[Text block]
—————

Skip to main content

No project description provided

Project description

AutoGluon-Bench

Welcome to AutoGluon-Bench, a suite for benchmarking your AutoML frameworks.

Setup

Follow the steps below to set up autogluon-bench:

# create virtual env
python3.9 -m venv .venv_agbench
source .venv_agbench/bin/activate

Install autogloun-bench from PyPI:

python -m pip install autogluon.bench

Or install autogluon-bench from source:

git clone https://github.com/autogluon/autogluon-bench.git
cd autogluon-bench

# install from source in editable mode
pip install -e .

Also, replace all pip install autogluon.bench with pip install -e . in the source code.

Run benchmarks locally

To run the benchmarks on your local machine, use the following command:

agbench run path/to/local_config_file

Check out our sample configuration file for local runs.

The results are stored in the following directory: {WORKING_DIR}/{root_dir}/{module}/{benchmark_name}_{timestamp}.

Tabular Benchmark

To perform tabular benchmarking, set the module to tabular. You must set both Benchmark Configurations and Tabular Specific configurations, and each should have a single value. Refer to the sample configuration file for more details.

The tabular module leverages the AMLB benchmarking framework. Required and optional AMLB arguments are specified via the configuration file mentioned previously.

To benchmark a custom branch of AutoGluon on tabular module, use amlb_custom_branch: https://github.com/REPO/autogluon#BRANCH in the configuration file.

Multimodal Benchmark

For multimodal benchmarking, set the module to multimodal. We currently support benchmarking multimodal on a custom branch. Note that multimodal benchmarking directly calls the MultiModalPredictor, bypassing the extra layer of AMLB. Therefore, the required arguments are different from those for tabular.

—————

[Material provided]
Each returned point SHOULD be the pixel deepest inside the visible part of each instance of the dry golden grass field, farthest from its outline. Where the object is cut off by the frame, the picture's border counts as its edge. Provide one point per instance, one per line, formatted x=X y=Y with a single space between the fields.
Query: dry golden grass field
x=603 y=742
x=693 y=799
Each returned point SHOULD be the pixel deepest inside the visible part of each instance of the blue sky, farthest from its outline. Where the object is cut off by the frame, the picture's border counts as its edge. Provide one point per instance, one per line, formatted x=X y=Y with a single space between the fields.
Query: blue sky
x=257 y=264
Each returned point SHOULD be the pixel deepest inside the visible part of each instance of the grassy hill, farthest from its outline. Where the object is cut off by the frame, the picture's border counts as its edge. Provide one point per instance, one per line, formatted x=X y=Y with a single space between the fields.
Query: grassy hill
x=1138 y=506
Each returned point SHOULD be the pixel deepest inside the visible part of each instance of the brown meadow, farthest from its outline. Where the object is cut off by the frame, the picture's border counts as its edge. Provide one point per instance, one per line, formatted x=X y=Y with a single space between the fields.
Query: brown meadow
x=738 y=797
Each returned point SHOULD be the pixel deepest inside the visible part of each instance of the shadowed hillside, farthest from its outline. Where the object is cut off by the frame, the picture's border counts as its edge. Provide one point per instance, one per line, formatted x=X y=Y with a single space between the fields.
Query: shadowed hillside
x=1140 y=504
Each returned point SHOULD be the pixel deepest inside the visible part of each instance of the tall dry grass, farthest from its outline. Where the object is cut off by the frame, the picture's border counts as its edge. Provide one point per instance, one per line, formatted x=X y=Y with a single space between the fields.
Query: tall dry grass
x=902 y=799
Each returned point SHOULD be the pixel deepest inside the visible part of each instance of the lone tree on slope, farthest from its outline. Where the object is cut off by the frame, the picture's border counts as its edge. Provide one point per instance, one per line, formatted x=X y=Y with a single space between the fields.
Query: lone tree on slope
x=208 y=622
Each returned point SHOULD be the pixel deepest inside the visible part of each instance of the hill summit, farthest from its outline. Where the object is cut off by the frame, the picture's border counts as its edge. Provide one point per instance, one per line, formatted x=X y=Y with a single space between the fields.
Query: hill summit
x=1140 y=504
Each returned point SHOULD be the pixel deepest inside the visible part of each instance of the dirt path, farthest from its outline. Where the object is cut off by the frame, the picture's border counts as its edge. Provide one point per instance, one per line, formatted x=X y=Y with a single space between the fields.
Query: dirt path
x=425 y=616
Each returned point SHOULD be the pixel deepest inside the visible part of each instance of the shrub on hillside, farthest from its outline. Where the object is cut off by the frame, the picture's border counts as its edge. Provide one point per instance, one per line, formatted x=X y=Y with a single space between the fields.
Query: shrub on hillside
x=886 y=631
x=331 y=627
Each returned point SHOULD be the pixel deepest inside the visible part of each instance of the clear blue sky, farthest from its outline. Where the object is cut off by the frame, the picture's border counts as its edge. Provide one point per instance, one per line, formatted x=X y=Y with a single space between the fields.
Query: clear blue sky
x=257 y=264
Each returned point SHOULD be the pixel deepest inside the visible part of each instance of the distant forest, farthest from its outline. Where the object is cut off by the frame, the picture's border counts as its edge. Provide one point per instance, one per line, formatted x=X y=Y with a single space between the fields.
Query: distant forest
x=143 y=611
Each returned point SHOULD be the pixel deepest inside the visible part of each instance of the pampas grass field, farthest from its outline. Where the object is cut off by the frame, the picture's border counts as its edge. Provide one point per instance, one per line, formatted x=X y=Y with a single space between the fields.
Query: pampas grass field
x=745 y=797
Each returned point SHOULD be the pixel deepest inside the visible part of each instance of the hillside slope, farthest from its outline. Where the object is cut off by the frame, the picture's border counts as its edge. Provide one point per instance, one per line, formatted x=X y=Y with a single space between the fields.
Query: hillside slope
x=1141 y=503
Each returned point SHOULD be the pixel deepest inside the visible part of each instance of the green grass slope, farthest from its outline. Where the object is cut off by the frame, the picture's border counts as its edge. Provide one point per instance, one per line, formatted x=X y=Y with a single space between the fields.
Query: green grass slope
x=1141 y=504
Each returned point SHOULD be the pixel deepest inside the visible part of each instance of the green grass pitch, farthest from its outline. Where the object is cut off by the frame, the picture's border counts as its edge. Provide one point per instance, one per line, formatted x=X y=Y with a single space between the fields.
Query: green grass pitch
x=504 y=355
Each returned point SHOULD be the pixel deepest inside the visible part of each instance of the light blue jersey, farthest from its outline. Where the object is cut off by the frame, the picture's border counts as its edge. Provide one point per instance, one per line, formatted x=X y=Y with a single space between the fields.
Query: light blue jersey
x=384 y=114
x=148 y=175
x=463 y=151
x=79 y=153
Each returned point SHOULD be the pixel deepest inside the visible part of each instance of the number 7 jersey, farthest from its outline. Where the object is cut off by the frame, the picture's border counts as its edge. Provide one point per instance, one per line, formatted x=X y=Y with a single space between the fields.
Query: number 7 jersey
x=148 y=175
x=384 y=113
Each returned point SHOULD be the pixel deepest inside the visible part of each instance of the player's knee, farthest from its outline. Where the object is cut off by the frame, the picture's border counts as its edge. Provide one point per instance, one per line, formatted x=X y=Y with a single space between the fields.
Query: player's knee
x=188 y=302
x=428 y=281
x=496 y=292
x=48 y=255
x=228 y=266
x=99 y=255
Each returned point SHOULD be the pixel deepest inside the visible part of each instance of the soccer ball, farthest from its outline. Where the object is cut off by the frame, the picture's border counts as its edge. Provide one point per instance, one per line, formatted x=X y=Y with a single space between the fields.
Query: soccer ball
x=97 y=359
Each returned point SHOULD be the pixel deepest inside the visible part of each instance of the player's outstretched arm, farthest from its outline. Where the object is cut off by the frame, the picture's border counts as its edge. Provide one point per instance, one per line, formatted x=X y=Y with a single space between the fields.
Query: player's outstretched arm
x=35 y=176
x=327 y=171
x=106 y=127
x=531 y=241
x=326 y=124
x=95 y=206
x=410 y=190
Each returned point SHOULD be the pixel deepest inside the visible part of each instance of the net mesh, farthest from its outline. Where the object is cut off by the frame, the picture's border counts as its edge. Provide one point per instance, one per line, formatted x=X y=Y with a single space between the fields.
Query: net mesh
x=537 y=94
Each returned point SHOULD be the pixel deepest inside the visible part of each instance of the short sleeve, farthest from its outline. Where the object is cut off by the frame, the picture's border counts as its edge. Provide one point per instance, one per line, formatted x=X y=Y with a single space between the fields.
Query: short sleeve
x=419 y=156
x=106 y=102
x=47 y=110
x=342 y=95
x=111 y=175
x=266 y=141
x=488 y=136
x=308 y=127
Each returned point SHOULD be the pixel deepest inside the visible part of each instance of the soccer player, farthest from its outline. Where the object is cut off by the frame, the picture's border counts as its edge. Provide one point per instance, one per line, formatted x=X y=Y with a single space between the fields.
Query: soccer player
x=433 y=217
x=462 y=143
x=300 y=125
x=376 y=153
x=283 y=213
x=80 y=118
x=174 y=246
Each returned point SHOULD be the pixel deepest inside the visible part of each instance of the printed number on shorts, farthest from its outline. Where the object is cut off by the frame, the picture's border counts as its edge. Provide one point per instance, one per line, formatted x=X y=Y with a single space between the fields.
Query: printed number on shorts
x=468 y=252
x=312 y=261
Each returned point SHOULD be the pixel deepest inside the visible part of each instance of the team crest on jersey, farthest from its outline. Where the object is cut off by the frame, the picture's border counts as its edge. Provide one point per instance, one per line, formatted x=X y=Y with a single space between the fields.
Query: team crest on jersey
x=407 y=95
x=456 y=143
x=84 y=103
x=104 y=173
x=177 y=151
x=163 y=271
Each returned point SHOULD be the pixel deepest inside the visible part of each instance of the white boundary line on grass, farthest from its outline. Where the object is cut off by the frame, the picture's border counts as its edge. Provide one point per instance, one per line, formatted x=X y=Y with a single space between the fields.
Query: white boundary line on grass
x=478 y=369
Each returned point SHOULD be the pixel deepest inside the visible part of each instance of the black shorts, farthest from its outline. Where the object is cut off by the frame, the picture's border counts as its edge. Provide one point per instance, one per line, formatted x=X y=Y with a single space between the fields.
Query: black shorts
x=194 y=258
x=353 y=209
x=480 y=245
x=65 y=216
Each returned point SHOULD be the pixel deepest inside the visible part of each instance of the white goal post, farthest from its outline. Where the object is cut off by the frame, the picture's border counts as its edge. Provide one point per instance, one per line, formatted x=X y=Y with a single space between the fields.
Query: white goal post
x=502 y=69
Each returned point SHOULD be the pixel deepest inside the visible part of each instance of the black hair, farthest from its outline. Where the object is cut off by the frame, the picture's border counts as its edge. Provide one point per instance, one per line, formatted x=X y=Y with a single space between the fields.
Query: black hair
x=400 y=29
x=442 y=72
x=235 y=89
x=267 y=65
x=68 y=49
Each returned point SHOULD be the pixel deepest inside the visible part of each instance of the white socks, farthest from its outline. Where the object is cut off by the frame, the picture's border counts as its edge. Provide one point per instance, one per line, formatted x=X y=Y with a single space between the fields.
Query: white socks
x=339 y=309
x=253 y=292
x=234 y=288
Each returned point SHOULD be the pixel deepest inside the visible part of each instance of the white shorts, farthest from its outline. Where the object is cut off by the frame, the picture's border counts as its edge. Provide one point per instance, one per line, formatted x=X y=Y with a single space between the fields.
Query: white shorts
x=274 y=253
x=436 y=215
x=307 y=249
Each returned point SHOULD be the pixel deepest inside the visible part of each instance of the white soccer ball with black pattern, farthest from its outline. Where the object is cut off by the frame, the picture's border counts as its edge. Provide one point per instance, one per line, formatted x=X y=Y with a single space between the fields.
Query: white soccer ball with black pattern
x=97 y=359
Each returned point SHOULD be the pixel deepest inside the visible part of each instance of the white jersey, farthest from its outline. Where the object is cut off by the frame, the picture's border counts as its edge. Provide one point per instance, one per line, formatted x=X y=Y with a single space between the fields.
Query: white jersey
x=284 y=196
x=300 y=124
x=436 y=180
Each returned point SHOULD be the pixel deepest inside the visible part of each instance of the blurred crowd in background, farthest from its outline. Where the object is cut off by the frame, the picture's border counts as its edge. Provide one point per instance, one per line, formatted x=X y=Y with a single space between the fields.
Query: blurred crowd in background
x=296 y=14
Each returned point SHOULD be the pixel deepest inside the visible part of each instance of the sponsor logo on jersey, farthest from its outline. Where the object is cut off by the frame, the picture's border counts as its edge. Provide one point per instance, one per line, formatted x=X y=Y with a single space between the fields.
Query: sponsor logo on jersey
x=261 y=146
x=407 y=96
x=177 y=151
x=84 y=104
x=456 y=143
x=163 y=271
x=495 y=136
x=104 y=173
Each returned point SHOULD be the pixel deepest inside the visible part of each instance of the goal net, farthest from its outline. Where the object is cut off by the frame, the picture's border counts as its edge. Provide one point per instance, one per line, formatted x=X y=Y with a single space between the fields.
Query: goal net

—————

[Exercise task 1] From the AutoGluon-Bench page, reproduce the passage that opens with the words containing "To perform tabular" and closes with "the configuration file.".
[Exercise task 2] In the records, take the part that opens with the line containing "the player's outstretched" and closes with the line containing "x=410 y=190", and rewrite it with "outstretched" changed to "raised" and nothing else altered. Give only those lines.

[Written response 1]
To perform tabular benchmarking, set the module to tabular. You must set both Benchmark Configurations and Tabular Specific configurations, and each should have a single value. Refer to the sample configuration file for more details.

The tabular module leverages the AMLB benchmarking framework. Required and optional AMLB arguments are specified via the configuration file mentioned previously.

To benchmark a custom branch of AutoGluon on tabular module, use amlb_custom_branch: https://github.com/REPO/autogluon#BRANCH in the configuration file.

[Written response 2]
Each returned point SHOULD be the pixel deepest inside the visible part of each instance of the player's raised arm, farthest from its outline. Where the object is cut off by the frame, the picture's border counts as its edge. Provide one point per instance, one per line, formatted x=X y=Y with a single space between the fields.
Query: player's raised arm
x=35 y=176
x=327 y=171
x=106 y=127
x=531 y=241
x=326 y=124
x=95 y=206
x=410 y=190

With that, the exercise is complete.